* **WHAT TO DO**
Please copy every line from the one holding "target: <item>black tire</item>" through the end of the rows, inclusive, with each outline coordinate in the answers multiplied by 1.65 and rounded to a whole number, halves rounded up. Leave all other text unchanged.
===============
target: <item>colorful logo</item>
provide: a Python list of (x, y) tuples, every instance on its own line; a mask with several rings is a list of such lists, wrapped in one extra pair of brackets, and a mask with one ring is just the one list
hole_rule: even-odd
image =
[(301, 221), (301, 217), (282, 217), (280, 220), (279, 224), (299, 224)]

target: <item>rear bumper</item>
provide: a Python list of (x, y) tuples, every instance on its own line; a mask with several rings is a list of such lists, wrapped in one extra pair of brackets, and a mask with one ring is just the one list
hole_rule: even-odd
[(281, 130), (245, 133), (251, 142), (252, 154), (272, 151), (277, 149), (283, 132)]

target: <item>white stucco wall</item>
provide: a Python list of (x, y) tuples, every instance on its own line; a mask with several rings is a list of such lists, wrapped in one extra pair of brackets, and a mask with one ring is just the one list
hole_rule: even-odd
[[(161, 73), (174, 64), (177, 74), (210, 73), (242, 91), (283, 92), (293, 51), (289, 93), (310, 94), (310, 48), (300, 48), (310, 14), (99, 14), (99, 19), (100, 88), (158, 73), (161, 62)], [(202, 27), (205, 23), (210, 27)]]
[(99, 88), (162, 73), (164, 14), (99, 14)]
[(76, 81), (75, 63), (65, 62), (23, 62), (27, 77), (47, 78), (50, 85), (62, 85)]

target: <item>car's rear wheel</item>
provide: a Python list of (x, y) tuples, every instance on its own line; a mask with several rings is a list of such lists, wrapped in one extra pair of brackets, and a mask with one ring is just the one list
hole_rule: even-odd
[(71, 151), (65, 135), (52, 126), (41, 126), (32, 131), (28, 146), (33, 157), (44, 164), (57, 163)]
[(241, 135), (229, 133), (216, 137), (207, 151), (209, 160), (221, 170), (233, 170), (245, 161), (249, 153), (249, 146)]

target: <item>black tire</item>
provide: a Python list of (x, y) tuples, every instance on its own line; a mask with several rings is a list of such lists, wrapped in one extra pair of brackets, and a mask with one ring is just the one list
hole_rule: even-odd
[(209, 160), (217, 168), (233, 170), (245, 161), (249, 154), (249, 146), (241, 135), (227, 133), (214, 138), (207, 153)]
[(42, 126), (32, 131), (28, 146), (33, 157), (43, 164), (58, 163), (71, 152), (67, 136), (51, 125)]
===============
* **THE REPLY**
target: <item>black tire</item>
provide: a Python list of (x, y) tuples, every instance on its own line; a mask with several rings is a list of such lists, wrapped in one extra pair of brackets, and a mask with one ring is just the one list
hole_rule: even-odd
[(345, 264), (358, 277), (384, 281), (404, 266), (411, 254), (411, 241), (398, 223), (375, 219), (353, 228), (342, 252)]
[(69, 208), (53, 216), (46, 241), (54, 259), (71, 271), (96, 269), (117, 251), (111, 224), (84, 206)]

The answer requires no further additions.